Begin
by imagining a scene—of Christopher Columbus on his third voyage. The year is
1498. It is six years since The Admiral of the Ocean Sea ran into the islands
of the Caribbean, returned in triumph to dazzle Spain and Europe with tales of
his “Indies,” and attempted a second voyage to colonize them, with disastrous
results for both himself and the indigenous peoples. He has neither found the
gold he was sure he would find there, nor have his Indios turned out as he
first thought these “natural Christians” would: they have proved quite willing
to defend themselves, and quite unwilling to be enslaved, or even work. Since
the Spaniards who have shipped out to settle Española (now the Dominican Republic
and Haiti) have refused to work either, and show nothing but contempt and
loathing for the place, Columbus and his brother Bartolomeo have resorted to
draconian measures to try to pacify the island (with all the horror and murder that entailed) and obtain the payoff the
Admiral has continually promised, but not found.
Now
this, the third voyage, is designed to take the search farther south—to find
the passage to India Columbus is sure exists, and to find the wealth he is even
surer dwells in the South: the land and/or islands of the antipodes where
everything runs counter to the quotidian world of Europe, where headless men
walk upside down, and Amazons rule, and gold is not scarce but plentiful as
grass. His hope is that this will be a third voyage in every sense of that
magical, trinitarian number.

Provided records:
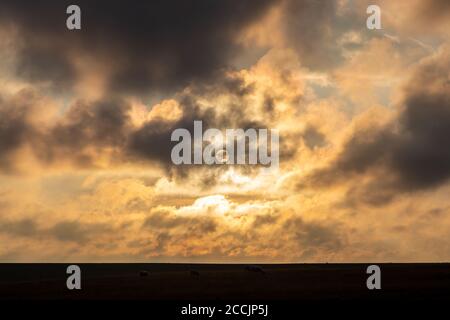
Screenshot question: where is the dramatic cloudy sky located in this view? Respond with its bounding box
[0,0,450,262]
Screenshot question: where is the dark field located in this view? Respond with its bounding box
[0,264,450,301]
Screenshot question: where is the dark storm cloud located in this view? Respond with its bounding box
[283,0,374,70]
[33,99,131,166]
[0,0,277,93]
[0,68,267,175]
[0,90,36,171]
[0,218,112,243]
[308,53,450,205]
[283,217,345,251]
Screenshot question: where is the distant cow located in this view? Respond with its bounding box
[189,270,200,277]
[245,265,266,274]
[139,270,148,277]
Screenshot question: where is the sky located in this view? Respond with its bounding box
[0,0,450,263]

Brief A: Copy out the entries word for word, from the line containing "Screenshot question: where is the dark storm" through the last line of the entries, both ends included.
Brief B: Continue the passage about Columbus's third voyage from its last sentence.

Exercise result A:
Screenshot question: where is the dark storm cloud located in this view? Respond with its bounding box
[283,0,374,70]
[33,99,131,166]
[0,0,277,93]
[0,68,267,175]
[0,90,36,171]
[0,218,112,243]
[308,53,450,205]
[283,217,345,251]
Screenshot question: where is the distant cow located in this view? Respond with its bounding box
[189,270,200,277]
[245,265,266,274]
[139,270,148,277]
Screenshot question: where is the sky located in this view? Respond with its bounding box
[0,0,450,263]

Exercise result B:
Imagine
him where he is, then: having successfully crossed the Atlantic Ocean for the
third time, he has sighted Trinidad, the island off the coast of Venezuela, and
named it after the holy Trinity. He has navigated the strait between Trinidad
and what he takes to be yet another large island but is really the huge South
American continent, to enter what appears to be more ocean but is really an
enclosed gulf, the Gulf of Paria, formed by Trinidad and the continent. He has
sailed north in this Gulf forty miles or so to another narrow exit from this
strange sea, a sea where salty ocean water mixes with what seems a miraculous
quantity of fresh water. He doesn’t attempt to brave this exit yet, though. He
decides to go south, coasting southwest in this tropical, balmy wonderland, as
gorgeous a place as he has ever seen or even dreamed of, with palm trees and
exotic fruit and natives dressed strangely, and strangely
light-skinned—lighter-skinned are these southern Indios, he says, than those in
Española; lighter-skinned, too, than the natives of Africa who live at the same
parallel, where the searing African heat contrasts remarkably with the balmy
climate here. He heads southwest to search out a western exit, the strait that
he is sure will take him around what must
be a southern island off Asia, and to fabulous India and the lands to its
south where he is sure there exists, again parallel with Africa, wealth
undreamed of.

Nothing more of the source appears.